Provided passage:
##############################
8-K 1 a06-3283_18k.htm CURRENT REPORT OF MATERIAL EVENTS OR CORPORATE CHANGES

 

UNITED STATES

SECURITIES AND EXCHANGE COMMISSION

Washington, D.C. 20549

 


 

FORM 8-K

 

CURRENT REPORT

Pursuant to Section 13 or 15(d) of

the Securities Exchange Act of 1934

 

December 12, 2005

Date of Report (date of earliest event reported)

 


 

ADVENT SOFTWARE, INC.

(Exact name of registrant as specified in its charter)

 

State of Delaware

 

0-26994

 

94-2901952

(State or other jurisdiction of
incorporation or organization)

 

(Commission File Number)

 

(I.R.S. Employer
Identification Number)

 

301 Brannan Street

San Francisco, California 94107

(Address of principal executive offices)

 

(415) 543-7696

(Registrant’s telephone number, including area code)

 

 

(Former name or former address, if changed since last report)

 

Check the appropriate box below if the Form 8-K filing is intended to simultaneously satisfy the filing obligation of the registrant under any of the following provisions:

 

o Written communications pursuant to Rule 425 under the Securities Act (17 CFR 230.425)

 

o Soliciting material pursuant to Rule 14a-12 under the Exchange Act (17 CFR 240.14a-12)

 

o Pre-commencement communications pursuant to Rule 14d-2(b) under the Exchange Act (17 CFR 240.14d-2(b))

 

o Pre-commencement communications pursuant to Rule 13e-4(c) under the Exchange Act (17 CFR 240.13e-4(c))

 

 



 

TABLE OF CONTENTS

 

ITEM 5.02 Departure of Director or Principal Officers; Election of Directors; Appointment of Principal Officers

 

ITEM 5.03 Amendments to Articles of Incorporation or Bylaws; Changes in Fiscal Year

 

ITEM 8.01 Other Events

 

ITEM 9.01 Financial Statements and Exhibits

 

SIGNATURES

 

 

Item 5.02 Departure of Director or Principal Officers; Election of Directors; Appointment of Principal Officers

 

On January 18, 2006, the Board of Directors (the “Board”) of Advent Software Inc. (the “Company”) elected James Kirsner to the Board of Advent. Mr. Kirsner has also been elected to serve on the Corporate Governance and Nominating Committee of the Board.
##############################
Material provided:
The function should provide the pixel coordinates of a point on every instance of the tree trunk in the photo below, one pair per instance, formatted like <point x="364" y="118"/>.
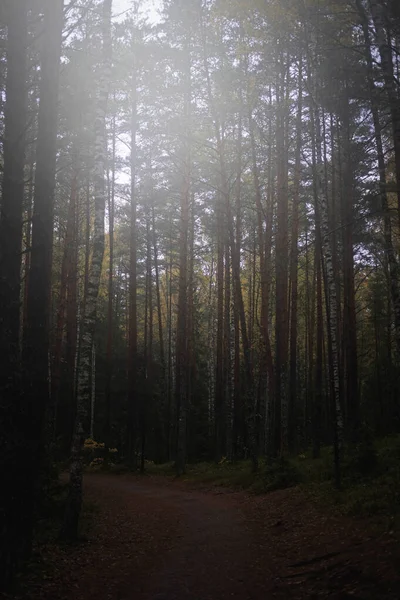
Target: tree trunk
##############################
Task list:
1) In the Advent Software Form 8-K, rewrite the stretch from "o Soliciting material" through "(17 CFR 240.14d-2(b))", replacing "Soliciting material" with "Solicitation material".
2) Answer these questions from the Advent Software Form 8-K:
(a) In which state is the registrant incorporated?
(b) What is the registrant's Commission File Number?
(c) Which Board committee was James Kirsner elected to serve on?
3) Extend the Advent Software Form 8-K past its final sentence.

Results by task:
1)
o Solicitation material pursuant to Rule 14a-12 under the Exchange Act (17 CFR 240.14a-12)

 

o Pre-commencement communications pursuant to Rule 14d-2(b) under the Exchange Act (17 CFR 240.14d-2(b))

2)
(a) Delaware
(b) 0-26994
(c) The Corporate Governance and Nominating Committee

3)
 

Item 5.03 Amendments to Articles of Incorporation or Bylaws; Changes in Fiscal Year

 

On January 18, 2006 and effective as of such date, Advent’s Board approved an amendment to Section 3.2 of the Company’s Bylaws to increase the membership of the Board from seven to eight members in connection with the election of Mr. Kirsner to the Company’s Board. The amended and restated Bylaws of the Company are attached and filed as Exhibit 3.1 to this current report on Form 8-K. 

 

Item 8.01 Other Events

 

On December 12, 2005, the Company reached an agreement with certain of the former members and employees of Advent Outsource Data Management LLC (“Advent Outsource”) to settle their claims regarding earn-out and incentive compensation payments allegedly due to them under the Agreement and Plan of Merger dated October 31, 2002 and associated employment agreements. Pursuant to the terms of the final settlement agreement between the parties dated January 12, 2006, the Company has agreed to pay approximately $975,000 in settlement of all claims,  which will be included in general and administrative expenses in the Company’s 2005 fourth quarter operating results, and the related lawsuits of claimants will be dismissed with prejudice.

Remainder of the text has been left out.